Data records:
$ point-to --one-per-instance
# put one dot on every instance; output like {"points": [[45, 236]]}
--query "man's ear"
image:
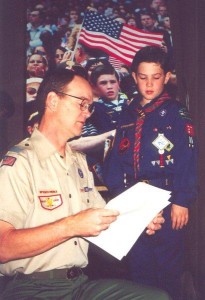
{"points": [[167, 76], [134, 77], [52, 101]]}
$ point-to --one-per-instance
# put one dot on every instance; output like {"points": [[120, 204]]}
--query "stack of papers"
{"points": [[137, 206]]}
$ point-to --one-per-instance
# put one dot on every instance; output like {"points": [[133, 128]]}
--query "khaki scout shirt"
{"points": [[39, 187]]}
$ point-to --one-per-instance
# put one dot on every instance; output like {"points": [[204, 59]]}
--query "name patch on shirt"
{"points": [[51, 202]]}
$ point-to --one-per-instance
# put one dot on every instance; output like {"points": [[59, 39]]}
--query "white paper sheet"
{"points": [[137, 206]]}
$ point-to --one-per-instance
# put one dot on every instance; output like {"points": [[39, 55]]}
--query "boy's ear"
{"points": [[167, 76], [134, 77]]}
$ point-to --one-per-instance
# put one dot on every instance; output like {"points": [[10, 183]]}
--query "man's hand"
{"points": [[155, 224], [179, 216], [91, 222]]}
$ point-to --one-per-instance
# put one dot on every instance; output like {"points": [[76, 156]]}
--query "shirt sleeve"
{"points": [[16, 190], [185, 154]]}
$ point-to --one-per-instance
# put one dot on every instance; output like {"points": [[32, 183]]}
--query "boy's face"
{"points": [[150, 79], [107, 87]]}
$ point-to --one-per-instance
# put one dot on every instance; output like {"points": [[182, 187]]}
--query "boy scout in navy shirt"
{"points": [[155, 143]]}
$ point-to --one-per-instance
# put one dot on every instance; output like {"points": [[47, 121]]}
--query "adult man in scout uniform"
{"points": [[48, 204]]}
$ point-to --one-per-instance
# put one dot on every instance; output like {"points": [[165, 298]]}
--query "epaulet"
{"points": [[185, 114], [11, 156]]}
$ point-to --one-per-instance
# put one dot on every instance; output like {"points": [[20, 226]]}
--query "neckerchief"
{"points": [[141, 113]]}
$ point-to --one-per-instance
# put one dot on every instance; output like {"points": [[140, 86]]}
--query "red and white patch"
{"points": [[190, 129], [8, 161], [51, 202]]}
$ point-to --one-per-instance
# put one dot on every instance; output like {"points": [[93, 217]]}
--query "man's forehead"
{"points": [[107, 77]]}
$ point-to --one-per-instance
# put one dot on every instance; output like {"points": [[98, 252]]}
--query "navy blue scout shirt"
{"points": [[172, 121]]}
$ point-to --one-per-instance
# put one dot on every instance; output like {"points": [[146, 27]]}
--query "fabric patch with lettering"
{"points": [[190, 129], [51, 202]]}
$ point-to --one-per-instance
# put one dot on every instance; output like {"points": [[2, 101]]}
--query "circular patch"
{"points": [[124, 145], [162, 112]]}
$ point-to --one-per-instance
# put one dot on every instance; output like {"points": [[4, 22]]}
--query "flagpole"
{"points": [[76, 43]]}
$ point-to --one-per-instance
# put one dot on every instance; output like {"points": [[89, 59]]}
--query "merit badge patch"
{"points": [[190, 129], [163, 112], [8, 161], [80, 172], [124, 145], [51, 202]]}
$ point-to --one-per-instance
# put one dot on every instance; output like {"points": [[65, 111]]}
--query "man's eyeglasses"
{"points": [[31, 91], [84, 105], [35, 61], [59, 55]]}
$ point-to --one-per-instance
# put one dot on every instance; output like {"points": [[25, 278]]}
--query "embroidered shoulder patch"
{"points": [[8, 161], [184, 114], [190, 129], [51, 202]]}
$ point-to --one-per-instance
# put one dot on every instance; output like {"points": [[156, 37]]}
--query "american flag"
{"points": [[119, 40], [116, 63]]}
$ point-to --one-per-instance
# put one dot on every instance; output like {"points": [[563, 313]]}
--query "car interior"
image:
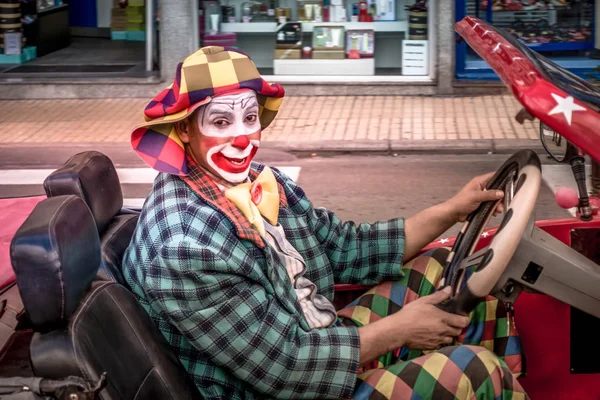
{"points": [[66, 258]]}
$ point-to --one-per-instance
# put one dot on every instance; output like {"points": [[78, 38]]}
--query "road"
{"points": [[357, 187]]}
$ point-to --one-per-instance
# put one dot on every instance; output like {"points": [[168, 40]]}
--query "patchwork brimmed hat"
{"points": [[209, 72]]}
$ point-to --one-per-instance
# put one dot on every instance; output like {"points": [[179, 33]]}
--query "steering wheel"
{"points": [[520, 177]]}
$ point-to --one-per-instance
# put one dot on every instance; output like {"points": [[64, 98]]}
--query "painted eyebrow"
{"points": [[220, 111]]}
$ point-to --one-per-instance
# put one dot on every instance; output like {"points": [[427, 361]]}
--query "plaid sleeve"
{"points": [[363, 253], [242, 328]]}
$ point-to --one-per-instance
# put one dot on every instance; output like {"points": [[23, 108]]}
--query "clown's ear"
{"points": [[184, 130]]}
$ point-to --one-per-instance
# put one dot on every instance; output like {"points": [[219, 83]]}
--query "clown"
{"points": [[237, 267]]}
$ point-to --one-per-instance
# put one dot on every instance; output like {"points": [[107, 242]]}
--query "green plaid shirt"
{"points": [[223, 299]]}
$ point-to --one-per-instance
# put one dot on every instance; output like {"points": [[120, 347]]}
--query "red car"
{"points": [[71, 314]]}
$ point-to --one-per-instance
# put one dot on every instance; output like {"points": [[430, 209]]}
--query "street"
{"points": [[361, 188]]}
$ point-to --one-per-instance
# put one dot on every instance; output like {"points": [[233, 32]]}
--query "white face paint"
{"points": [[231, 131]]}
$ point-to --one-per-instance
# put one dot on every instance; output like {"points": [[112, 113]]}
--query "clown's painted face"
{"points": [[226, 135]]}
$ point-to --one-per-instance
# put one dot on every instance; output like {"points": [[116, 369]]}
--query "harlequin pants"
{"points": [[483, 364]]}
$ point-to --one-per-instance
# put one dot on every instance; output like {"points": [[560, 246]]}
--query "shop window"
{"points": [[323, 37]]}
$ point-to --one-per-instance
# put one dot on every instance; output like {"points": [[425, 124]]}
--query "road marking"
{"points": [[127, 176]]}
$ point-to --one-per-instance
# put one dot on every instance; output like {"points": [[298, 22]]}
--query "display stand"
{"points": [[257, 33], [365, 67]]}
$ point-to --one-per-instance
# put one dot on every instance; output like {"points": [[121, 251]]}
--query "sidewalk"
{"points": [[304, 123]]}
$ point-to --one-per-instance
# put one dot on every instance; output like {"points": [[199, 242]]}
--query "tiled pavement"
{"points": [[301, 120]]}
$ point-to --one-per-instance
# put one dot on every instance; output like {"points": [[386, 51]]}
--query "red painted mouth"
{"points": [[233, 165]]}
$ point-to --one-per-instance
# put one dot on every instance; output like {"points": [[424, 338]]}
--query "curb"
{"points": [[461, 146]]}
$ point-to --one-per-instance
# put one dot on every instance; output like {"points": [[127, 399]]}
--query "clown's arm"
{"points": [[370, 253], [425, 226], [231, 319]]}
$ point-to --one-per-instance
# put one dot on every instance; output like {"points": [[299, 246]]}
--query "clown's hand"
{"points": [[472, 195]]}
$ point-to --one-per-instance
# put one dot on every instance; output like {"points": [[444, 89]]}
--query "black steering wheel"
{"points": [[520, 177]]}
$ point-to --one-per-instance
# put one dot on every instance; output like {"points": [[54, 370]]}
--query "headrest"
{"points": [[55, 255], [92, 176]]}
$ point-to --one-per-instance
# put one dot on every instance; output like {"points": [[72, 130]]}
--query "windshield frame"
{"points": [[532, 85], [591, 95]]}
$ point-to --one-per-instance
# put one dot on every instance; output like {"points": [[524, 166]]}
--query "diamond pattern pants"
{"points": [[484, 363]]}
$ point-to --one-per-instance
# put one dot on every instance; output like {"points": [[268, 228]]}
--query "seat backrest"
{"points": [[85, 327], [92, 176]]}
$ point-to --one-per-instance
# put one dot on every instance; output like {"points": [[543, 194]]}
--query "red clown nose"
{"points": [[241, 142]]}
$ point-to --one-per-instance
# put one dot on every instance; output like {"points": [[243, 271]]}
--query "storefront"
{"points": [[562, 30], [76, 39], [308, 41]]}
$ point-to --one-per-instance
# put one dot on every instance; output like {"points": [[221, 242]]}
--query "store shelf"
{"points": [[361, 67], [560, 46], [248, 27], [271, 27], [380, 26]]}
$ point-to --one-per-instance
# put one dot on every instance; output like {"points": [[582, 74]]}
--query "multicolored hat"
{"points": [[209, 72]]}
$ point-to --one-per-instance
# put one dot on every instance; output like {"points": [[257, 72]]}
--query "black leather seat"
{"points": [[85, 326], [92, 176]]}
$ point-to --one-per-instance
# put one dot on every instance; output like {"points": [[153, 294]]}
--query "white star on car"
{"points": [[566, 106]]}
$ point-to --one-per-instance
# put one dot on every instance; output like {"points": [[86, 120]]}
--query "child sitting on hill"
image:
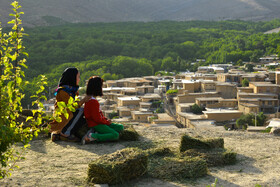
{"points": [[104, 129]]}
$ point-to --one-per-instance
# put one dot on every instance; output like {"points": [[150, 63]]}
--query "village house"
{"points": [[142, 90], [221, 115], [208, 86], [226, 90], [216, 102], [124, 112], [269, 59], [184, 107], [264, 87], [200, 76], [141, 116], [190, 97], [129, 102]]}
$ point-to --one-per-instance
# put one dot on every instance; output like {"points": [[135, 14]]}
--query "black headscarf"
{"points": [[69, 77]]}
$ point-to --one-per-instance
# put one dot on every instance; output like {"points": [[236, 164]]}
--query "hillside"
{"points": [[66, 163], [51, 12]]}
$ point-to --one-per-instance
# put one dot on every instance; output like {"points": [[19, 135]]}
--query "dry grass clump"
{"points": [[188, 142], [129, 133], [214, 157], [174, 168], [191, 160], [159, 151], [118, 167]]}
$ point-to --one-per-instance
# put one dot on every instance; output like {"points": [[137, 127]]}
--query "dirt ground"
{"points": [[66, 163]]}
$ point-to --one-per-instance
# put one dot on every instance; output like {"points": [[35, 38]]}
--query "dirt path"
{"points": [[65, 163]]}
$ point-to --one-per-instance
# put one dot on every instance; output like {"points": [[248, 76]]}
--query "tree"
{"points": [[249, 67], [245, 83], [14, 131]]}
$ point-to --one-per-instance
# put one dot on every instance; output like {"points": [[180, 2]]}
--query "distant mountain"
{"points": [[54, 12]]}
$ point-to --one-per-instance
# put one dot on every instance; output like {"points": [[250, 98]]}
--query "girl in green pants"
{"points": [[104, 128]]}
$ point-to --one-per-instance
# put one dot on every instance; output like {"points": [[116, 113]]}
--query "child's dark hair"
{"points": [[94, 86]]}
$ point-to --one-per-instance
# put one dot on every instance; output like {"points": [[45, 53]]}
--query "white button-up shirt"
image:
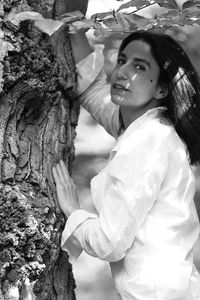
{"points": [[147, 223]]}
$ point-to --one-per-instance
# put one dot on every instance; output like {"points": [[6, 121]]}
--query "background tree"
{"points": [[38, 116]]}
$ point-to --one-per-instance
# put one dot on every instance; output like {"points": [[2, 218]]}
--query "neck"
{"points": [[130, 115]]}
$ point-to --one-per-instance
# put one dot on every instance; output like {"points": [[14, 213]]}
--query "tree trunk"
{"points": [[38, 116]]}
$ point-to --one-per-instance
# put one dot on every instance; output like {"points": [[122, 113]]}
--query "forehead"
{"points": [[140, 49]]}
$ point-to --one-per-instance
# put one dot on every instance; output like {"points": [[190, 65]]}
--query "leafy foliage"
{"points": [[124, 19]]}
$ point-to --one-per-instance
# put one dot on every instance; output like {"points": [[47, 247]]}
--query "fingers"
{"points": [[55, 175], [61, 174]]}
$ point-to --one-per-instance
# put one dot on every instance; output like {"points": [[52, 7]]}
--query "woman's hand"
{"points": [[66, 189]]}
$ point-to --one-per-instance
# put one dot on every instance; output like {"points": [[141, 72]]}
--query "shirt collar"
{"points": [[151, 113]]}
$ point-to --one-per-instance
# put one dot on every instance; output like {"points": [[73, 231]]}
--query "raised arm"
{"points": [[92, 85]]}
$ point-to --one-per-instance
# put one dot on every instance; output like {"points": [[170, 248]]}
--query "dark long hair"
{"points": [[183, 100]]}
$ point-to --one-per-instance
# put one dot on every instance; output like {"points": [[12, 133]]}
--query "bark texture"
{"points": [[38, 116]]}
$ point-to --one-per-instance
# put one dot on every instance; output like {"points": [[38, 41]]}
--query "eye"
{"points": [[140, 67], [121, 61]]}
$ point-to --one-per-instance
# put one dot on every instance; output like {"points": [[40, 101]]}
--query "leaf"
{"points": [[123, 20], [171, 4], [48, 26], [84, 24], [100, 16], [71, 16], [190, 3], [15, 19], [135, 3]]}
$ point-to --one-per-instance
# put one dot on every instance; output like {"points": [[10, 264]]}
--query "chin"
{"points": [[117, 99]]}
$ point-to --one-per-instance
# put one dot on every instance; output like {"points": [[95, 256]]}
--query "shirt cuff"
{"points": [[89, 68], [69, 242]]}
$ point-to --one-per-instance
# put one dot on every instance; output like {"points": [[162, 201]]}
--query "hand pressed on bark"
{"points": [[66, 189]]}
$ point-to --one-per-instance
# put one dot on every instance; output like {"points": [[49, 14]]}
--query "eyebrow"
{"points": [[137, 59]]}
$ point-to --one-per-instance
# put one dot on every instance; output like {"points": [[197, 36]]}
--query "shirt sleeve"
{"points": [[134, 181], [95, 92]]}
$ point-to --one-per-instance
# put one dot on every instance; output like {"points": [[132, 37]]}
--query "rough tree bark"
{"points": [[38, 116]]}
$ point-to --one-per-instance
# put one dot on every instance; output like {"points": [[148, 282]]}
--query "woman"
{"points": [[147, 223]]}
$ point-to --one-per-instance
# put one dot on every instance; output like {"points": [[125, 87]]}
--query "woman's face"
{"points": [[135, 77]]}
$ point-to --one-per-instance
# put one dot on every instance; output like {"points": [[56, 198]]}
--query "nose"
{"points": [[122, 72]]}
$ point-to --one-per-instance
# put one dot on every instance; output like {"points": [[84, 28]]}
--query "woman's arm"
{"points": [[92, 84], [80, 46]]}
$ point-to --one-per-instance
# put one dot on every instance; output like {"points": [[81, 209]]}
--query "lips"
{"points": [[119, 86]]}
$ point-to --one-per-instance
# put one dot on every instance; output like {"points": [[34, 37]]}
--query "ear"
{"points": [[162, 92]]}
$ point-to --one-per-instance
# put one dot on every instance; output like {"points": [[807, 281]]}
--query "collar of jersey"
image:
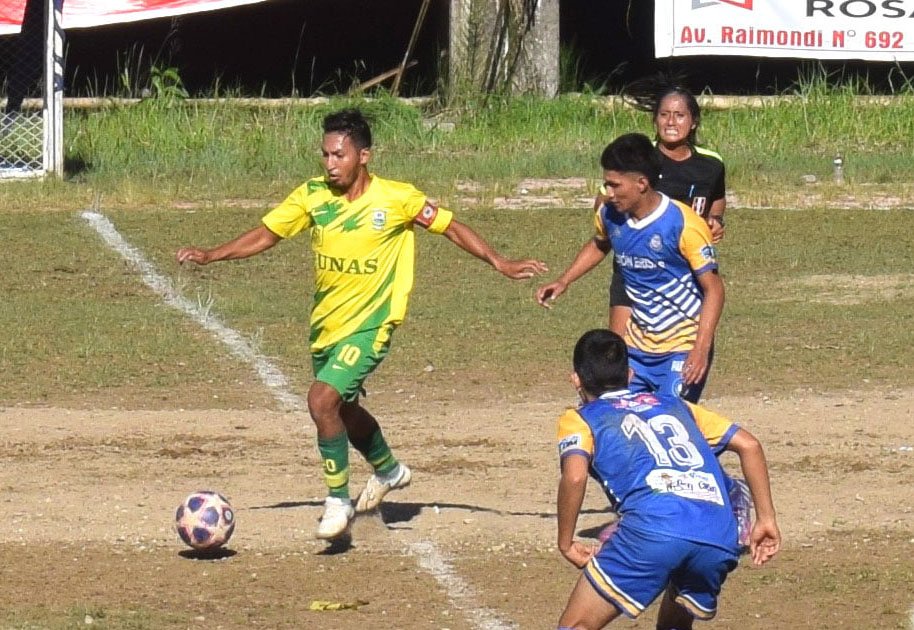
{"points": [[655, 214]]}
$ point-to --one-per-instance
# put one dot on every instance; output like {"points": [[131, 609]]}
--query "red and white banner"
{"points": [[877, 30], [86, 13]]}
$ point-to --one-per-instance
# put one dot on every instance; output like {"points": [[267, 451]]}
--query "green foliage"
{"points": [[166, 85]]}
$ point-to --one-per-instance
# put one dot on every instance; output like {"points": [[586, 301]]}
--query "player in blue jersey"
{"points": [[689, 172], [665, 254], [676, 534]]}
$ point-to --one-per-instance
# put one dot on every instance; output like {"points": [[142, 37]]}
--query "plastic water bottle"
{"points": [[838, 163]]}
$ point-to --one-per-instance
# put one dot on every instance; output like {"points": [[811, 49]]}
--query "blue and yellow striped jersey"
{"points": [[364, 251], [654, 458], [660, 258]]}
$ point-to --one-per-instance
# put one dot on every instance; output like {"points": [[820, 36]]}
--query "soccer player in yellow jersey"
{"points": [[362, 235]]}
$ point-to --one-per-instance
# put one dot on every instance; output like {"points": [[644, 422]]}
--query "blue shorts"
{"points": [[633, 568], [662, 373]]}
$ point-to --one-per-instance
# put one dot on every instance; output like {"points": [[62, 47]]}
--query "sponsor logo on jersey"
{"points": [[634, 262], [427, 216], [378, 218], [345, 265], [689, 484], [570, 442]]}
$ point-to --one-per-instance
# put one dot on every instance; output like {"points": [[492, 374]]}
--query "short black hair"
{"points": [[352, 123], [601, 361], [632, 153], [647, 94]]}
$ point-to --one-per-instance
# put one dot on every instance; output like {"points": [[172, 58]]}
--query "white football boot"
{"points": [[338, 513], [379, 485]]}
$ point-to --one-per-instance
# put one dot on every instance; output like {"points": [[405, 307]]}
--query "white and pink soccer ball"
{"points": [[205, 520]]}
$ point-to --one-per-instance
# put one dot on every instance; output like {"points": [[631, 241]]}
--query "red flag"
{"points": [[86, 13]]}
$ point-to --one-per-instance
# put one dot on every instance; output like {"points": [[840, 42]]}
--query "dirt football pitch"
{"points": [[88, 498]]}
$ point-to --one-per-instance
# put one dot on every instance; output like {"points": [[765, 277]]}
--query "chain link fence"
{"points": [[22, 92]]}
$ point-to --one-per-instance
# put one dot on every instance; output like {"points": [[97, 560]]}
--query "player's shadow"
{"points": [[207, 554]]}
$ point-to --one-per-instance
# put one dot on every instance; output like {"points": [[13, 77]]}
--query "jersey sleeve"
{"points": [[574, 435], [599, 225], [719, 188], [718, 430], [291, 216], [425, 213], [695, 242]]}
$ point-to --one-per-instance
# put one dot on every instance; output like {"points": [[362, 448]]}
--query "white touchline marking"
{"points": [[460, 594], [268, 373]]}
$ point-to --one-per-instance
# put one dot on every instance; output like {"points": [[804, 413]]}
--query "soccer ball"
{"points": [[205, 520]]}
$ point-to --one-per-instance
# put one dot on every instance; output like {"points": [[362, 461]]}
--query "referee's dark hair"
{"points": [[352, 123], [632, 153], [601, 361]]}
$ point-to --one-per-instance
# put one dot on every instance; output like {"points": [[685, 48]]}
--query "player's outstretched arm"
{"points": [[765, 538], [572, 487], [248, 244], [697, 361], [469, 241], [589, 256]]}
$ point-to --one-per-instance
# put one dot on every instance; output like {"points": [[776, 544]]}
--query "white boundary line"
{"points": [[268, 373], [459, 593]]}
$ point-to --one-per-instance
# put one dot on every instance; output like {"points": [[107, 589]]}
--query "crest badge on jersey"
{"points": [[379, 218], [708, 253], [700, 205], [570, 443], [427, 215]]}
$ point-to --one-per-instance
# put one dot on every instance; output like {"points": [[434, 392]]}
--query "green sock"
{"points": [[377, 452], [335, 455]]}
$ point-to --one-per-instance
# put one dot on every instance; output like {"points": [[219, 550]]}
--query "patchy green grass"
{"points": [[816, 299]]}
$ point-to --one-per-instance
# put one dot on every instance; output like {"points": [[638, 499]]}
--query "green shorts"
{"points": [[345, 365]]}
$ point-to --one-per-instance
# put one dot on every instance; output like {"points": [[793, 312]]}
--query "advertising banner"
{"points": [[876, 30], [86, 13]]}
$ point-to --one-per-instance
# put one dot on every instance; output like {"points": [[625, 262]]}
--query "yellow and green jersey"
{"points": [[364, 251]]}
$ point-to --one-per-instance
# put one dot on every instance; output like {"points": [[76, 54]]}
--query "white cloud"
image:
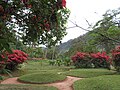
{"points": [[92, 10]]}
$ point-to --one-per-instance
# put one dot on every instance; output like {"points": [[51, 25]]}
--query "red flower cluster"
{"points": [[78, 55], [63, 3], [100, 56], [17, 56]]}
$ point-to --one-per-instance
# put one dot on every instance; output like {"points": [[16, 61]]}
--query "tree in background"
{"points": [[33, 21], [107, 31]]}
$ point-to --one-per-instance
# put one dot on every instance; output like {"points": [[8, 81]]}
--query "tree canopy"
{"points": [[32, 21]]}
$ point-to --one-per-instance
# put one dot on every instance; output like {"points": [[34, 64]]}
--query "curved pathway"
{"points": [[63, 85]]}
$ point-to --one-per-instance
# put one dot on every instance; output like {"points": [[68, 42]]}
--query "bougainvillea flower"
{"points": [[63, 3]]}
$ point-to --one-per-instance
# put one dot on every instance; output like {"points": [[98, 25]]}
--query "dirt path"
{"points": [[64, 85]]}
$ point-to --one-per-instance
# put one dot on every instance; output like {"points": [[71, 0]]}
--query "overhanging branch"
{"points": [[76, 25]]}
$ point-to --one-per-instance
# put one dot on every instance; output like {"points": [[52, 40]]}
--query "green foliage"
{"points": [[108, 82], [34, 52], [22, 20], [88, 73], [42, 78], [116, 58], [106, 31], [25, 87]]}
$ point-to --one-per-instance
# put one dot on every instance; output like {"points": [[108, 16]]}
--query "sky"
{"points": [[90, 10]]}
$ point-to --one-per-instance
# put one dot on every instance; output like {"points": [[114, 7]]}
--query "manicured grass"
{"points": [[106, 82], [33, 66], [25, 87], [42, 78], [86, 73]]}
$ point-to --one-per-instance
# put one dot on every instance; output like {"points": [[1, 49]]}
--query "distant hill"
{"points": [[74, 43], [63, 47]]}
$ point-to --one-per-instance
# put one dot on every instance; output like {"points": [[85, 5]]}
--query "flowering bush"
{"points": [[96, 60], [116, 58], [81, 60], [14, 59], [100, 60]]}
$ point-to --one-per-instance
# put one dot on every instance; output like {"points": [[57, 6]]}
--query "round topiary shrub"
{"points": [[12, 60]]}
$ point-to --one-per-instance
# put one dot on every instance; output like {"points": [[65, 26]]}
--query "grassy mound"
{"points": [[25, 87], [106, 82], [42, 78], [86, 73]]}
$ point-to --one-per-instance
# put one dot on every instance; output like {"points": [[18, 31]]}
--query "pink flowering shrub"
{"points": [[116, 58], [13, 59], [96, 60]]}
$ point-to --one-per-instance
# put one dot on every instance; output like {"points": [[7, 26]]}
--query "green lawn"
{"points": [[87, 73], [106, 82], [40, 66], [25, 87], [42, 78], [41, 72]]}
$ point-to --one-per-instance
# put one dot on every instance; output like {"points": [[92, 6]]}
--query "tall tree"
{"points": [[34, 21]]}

◆ GIVEN INSTRUCTION:
Please pull out each line of the records above that contains the word "face".

◆ SOLUTION TO THE EXERCISE:
--query "boy's face"
--query "white face paint"
--query "clown's painted face"
--query "woman's face"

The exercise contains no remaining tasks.